Records from a data collection

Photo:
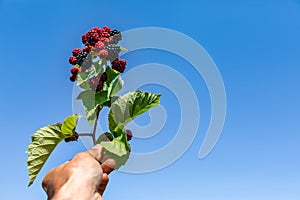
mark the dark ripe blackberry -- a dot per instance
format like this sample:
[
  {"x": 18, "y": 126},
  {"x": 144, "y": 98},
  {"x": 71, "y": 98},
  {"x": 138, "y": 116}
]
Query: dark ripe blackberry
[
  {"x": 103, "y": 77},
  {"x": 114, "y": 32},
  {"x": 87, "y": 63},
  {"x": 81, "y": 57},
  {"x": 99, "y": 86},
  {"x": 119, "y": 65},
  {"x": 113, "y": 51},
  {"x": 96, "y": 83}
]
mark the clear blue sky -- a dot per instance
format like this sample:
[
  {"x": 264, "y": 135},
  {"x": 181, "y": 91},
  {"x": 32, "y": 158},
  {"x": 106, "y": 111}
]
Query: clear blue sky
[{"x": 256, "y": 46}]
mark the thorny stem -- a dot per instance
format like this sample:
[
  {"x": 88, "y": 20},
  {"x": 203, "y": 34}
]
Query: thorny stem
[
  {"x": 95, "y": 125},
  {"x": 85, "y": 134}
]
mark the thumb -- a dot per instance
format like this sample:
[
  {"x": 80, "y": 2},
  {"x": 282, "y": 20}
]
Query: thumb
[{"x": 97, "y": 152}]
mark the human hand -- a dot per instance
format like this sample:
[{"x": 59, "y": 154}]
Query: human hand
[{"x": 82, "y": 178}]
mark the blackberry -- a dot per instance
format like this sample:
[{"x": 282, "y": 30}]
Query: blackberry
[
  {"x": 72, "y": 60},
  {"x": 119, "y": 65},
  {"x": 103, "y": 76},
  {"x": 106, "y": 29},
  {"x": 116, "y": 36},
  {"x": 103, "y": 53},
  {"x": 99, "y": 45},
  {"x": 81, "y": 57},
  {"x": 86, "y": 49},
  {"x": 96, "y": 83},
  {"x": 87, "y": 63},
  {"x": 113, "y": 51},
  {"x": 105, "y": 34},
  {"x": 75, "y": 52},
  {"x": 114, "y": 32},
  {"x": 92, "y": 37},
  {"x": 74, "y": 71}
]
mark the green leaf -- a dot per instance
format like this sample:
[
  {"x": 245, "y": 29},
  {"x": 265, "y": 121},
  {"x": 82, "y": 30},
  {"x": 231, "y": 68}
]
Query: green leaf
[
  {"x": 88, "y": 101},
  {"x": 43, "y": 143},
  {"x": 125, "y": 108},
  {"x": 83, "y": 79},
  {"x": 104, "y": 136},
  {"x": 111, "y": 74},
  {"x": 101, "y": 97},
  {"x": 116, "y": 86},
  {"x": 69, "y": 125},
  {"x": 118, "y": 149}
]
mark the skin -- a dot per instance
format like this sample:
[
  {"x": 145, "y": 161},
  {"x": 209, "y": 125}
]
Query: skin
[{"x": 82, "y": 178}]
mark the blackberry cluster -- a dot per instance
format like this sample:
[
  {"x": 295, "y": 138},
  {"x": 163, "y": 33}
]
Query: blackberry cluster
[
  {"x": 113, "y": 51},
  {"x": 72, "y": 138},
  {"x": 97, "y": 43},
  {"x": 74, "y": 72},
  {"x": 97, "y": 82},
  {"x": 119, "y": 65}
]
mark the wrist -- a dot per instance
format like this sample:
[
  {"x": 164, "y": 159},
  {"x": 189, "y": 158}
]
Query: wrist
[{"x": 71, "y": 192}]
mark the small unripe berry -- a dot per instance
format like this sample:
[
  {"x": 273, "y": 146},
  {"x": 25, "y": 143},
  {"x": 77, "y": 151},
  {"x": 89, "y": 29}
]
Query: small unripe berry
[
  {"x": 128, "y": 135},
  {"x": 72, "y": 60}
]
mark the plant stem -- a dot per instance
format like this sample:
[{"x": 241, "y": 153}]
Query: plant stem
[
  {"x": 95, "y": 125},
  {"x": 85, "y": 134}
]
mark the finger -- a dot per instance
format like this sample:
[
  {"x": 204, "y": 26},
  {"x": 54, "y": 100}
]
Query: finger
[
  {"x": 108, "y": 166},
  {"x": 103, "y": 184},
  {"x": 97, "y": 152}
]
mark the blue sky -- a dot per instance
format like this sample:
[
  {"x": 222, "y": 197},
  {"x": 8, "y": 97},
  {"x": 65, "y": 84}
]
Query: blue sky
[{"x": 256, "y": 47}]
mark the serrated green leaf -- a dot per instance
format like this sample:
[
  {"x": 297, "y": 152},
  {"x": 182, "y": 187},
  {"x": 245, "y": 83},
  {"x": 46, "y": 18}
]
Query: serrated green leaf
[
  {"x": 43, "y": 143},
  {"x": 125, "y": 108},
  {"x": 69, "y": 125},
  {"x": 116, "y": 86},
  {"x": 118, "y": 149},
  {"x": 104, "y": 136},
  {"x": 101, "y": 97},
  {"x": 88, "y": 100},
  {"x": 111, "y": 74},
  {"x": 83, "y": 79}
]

• _What you are asked to do_
Output the lines above verbatim, images excluded.

• _Task result_
Photo:
mark the dark ripe blackberry -- a dot per instance
format like this sample:
[
  {"x": 18, "y": 126},
  {"x": 144, "y": 98},
  {"x": 71, "y": 98},
  {"x": 138, "y": 116}
]
Query: dark ripe blackberry
[
  {"x": 103, "y": 77},
  {"x": 114, "y": 32},
  {"x": 87, "y": 63},
  {"x": 81, "y": 57},
  {"x": 99, "y": 86},
  {"x": 119, "y": 65},
  {"x": 113, "y": 51},
  {"x": 96, "y": 83}
]
mark the clear blue sky -- a dot per instance
format like this sample:
[
  {"x": 264, "y": 135},
  {"x": 181, "y": 91},
  {"x": 32, "y": 158},
  {"x": 106, "y": 111}
]
Query: clear blue sky
[{"x": 256, "y": 46}]
mark the thorny stem -- a dot per instance
format like this sample:
[
  {"x": 88, "y": 20},
  {"x": 203, "y": 34}
]
Query: thorny stem
[
  {"x": 95, "y": 125},
  {"x": 85, "y": 134}
]
mark the thumb -- a dot per instance
format like this sample:
[
  {"x": 80, "y": 2},
  {"x": 282, "y": 20}
]
Query: thumb
[{"x": 97, "y": 152}]
mark the human hand -- a dot per instance
format like this sample:
[{"x": 59, "y": 154}]
Query: human hand
[{"x": 82, "y": 178}]
mark the blackberry -- a dot per instance
format like this sample:
[{"x": 282, "y": 30}]
Query: blackberry
[
  {"x": 72, "y": 60},
  {"x": 119, "y": 65},
  {"x": 103, "y": 76},
  {"x": 106, "y": 29},
  {"x": 116, "y": 36},
  {"x": 103, "y": 53},
  {"x": 99, "y": 45},
  {"x": 81, "y": 57},
  {"x": 86, "y": 49},
  {"x": 96, "y": 83},
  {"x": 87, "y": 63},
  {"x": 113, "y": 51},
  {"x": 105, "y": 34},
  {"x": 75, "y": 52},
  {"x": 114, "y": 32},
  {"x": 92, "y": 37},
  {"x": 74, "y": 71}
]
mark the green leaf -- a dot per instance
format like this sample:
[
  {"x": 245, "y": 29},
  {"x": 265, "y": 121},
  {"x": 82, "y": 30},
  {"x": 231, "y": 68}
]
Query: green leaf
[
  {"x": 88, "y": 101},
  {"x": 43, "y": 143},
  {"x": 125, "y": 108},
  {"x": 83, "y": 79},
  {"x": 104, "y": 136},
  {"x": 111, "y": 74},
  {"x": 101, "y": 97},
  {"x": 116, "y": 86},
  {"x": 69, "y": 125},
  {"x": 118, "y": 149}
]
mark the skin -- a dot per instance
format like this sample:
[
  {"x": 145, "y": 161},
  {"x": 209, "y": 125}
]
Query: skin
[{"x": 82, "y": 178}]
mark the blackberry cluster -- a dot per instance
format like this sample:
[
  {"x": 295, "y": 138},
  {"x": 163, "y": 33}
]
Query: blackberry cluster
[
  {"x": 113, "y": 51},
  {"x": 72, "y": 138},
  {"x": 97, "y": 43},
  {"x": 74, "y": 72},
  {"x": 97, "y": 82},
  {"x": 119, "y": 65}
]
mark the wrist -- a dot per instance
format like this sample:
[
  {"x": 164, "y": 159},
  {"x": 189, "y": 158}
]
Query: wrist
[{"x": 71, "y": 192}]
mark the small unripe berry -- a dot per instance
format like this sample:
[
  {"x": 273, "y": 146},
  {"x": 25, "y": 143},
  {"x": 77, "y": 151},
  {"x": 89, "y": 29}
]
Query: small unripe berry
[
  {"x": 128, "y": 135},
  {"x": 72, "y": 60}
]
mark the plant stem -- a dot per instance
format like this sample:
[{"x": 241, "y": 153}]
Query: plant stem
[
  {"x": 95, "y": 125},
  {"x": 85, "y": 134}
]
mark the finger -- a dot per instance
format like this sample:
[
  {"x": 204, "y": 26},
  {"x": 54, "y": 100}
]
Query: finger
[
  {"x": 108, "y": 166},
  {"x": 103, "y": 184},
  {"x": 97, "y": 152}
]
mark the blue sky -- a dot per instance
format like this sample:
[
  {"x": 222, "y": 197},
  {"x": 8, "y": 97},
  {"x": 65, "y": 84}
]
Query: blue sky
[{"x": 256, "y": 47}]
mark the serrated green leaf -- a dot per instance
format like this sample:
[
  {"x": 297, "y": 152},
  {"x": 182, "y": 187},
  {"x": 245, "y": 83},
  {"x": 46, "y": 18}
]
Query: serrated green leaf
[
  {"x": 43, "y": 143},
  {"x": 125, "y": 108},
  {"x": 69, "y": 125},
  {"x": 116, "y": 86},
  {"x": 118, "y": 149},
  {"x": 104, "y": 136},
  {"x": 101, "y": 97},
  {"x": 88, "y": 100},
  {"x": 111, "y": 74},
  {"x": 83, "y": 79}
]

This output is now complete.